**Instructions for the task:**
Starting at the line with "target | white parking line" and ending at the line with "target | parked pickup truck", print exactly the lines of the entries below. Pictures do not belong in the copy.

**Task material:**

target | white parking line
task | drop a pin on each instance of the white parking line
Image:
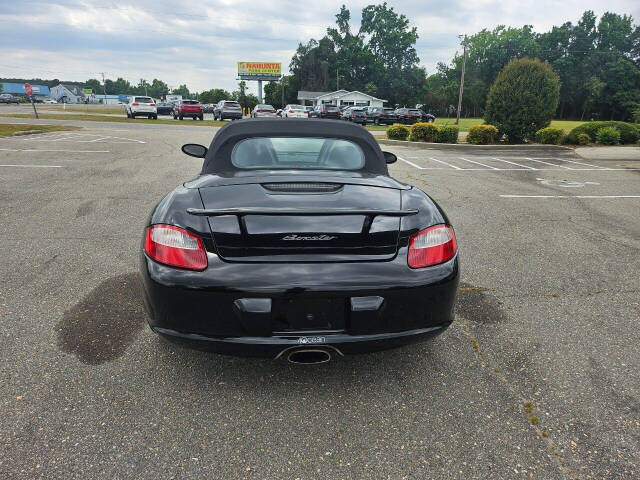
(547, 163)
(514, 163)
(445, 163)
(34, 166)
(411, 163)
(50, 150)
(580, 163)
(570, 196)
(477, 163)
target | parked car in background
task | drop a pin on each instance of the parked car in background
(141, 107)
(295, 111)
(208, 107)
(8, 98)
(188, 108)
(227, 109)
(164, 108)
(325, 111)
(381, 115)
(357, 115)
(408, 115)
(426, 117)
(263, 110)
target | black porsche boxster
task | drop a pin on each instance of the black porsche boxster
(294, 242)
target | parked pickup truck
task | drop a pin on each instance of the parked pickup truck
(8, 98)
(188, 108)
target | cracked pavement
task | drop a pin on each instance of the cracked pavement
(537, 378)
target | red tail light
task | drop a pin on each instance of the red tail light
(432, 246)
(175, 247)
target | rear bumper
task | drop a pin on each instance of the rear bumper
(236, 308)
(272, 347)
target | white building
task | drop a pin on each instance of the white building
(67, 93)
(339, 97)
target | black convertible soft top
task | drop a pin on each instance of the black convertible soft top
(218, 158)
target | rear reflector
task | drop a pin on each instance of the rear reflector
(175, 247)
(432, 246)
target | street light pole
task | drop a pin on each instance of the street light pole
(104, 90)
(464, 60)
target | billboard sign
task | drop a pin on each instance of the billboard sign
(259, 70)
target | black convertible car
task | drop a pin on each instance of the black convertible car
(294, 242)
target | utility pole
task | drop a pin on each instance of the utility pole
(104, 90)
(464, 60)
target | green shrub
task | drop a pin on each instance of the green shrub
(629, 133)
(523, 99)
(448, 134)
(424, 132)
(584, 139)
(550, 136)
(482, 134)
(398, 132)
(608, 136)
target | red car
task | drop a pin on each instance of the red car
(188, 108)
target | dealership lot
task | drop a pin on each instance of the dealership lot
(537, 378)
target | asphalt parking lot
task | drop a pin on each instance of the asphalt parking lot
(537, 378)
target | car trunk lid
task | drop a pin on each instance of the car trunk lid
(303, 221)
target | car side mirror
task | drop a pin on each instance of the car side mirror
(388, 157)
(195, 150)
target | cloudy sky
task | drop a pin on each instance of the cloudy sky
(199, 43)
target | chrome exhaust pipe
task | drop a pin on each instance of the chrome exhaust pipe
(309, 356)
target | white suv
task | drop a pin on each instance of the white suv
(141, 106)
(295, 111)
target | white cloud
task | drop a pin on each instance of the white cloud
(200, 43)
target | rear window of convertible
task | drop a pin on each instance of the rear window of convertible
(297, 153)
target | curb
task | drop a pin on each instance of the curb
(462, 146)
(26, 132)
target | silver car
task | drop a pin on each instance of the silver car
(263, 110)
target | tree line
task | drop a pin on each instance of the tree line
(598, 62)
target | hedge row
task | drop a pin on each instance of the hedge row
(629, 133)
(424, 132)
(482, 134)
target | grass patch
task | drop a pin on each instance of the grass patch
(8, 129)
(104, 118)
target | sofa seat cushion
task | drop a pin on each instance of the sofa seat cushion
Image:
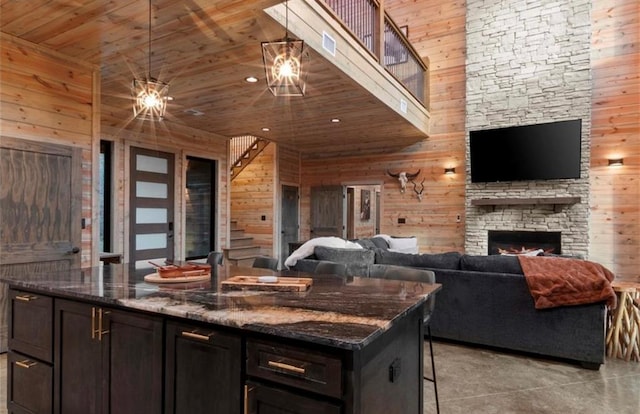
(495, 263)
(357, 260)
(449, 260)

* * *

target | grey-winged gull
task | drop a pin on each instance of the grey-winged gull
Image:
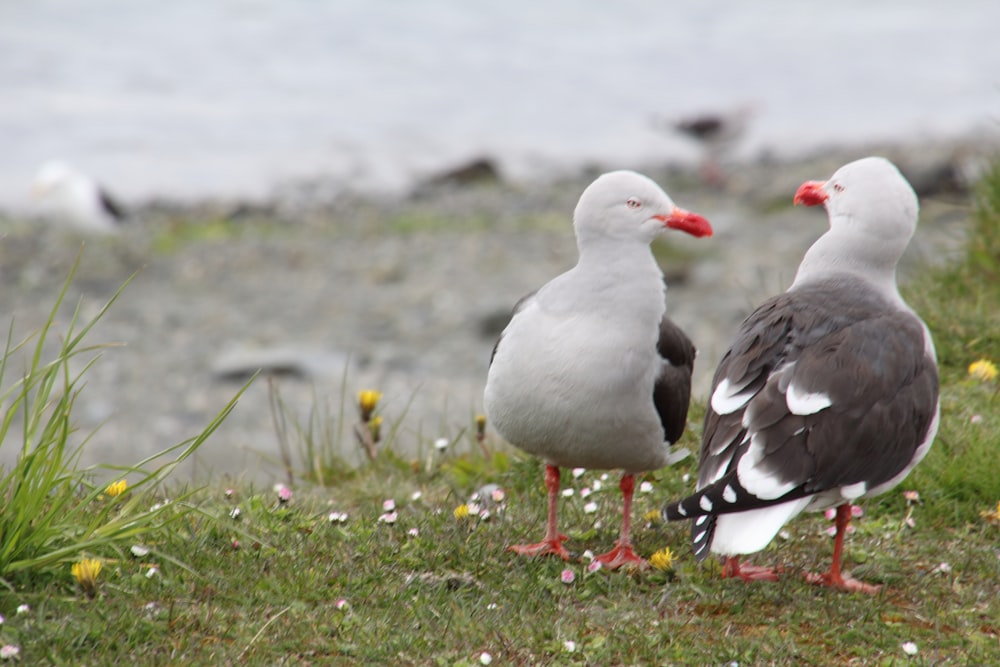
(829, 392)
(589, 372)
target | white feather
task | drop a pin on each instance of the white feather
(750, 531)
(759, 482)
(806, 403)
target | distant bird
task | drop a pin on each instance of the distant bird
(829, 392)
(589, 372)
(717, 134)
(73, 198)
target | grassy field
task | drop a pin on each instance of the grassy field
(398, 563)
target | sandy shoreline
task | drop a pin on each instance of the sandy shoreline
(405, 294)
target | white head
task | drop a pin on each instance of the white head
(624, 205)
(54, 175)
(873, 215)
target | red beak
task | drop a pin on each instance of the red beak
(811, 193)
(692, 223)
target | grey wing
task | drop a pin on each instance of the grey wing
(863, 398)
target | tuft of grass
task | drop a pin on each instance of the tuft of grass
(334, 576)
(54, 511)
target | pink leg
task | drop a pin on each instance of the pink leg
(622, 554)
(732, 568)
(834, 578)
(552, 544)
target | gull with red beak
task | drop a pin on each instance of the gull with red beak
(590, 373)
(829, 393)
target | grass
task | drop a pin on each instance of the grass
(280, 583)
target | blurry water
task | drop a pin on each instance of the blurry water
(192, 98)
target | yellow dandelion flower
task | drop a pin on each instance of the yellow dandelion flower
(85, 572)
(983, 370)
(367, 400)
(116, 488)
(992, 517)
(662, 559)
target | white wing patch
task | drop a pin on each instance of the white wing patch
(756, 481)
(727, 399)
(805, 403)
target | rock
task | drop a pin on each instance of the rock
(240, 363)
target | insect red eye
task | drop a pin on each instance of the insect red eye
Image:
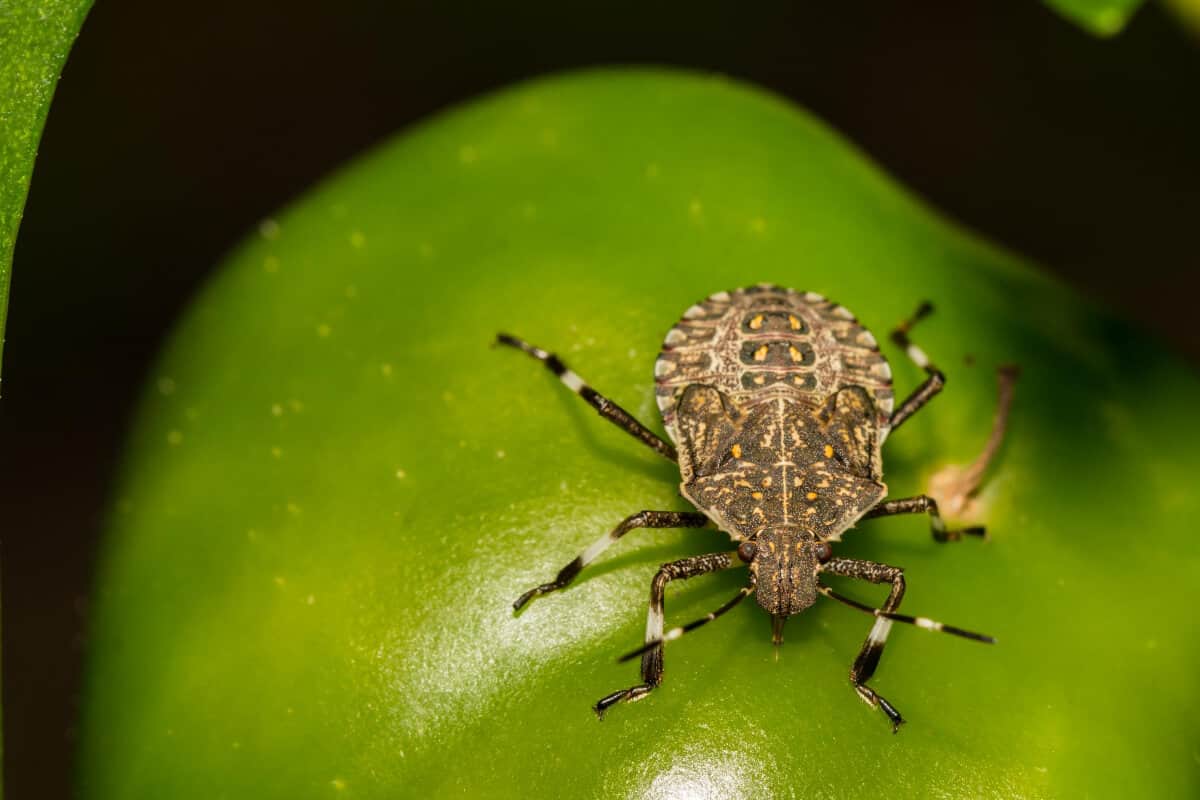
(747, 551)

**Task answer:**
target | white parking line
task | drop a pin on each instance of the white parking line
Image:
(547, 163)
(514, 163)
(445, 163)
(34, 166)
(411, 163)
(50, 150)
(580, 163)
(570, 196)
(477, 163)
target | parked car in background
task | drop a pin on each instance of the parked car in background
(141, 107)
(295, 111)
(208, 107)
(8, 98)
(188, 108)
(227, 109)
(164, 108)
(325, 111)
(381, 115)
(357, 115)
(408, 115)
(426, 117)
(263, 110)
target | black porsche boxster
task | drop a pin on each instance of the black porsche boxster
(294, 242)
target | parked pickup truck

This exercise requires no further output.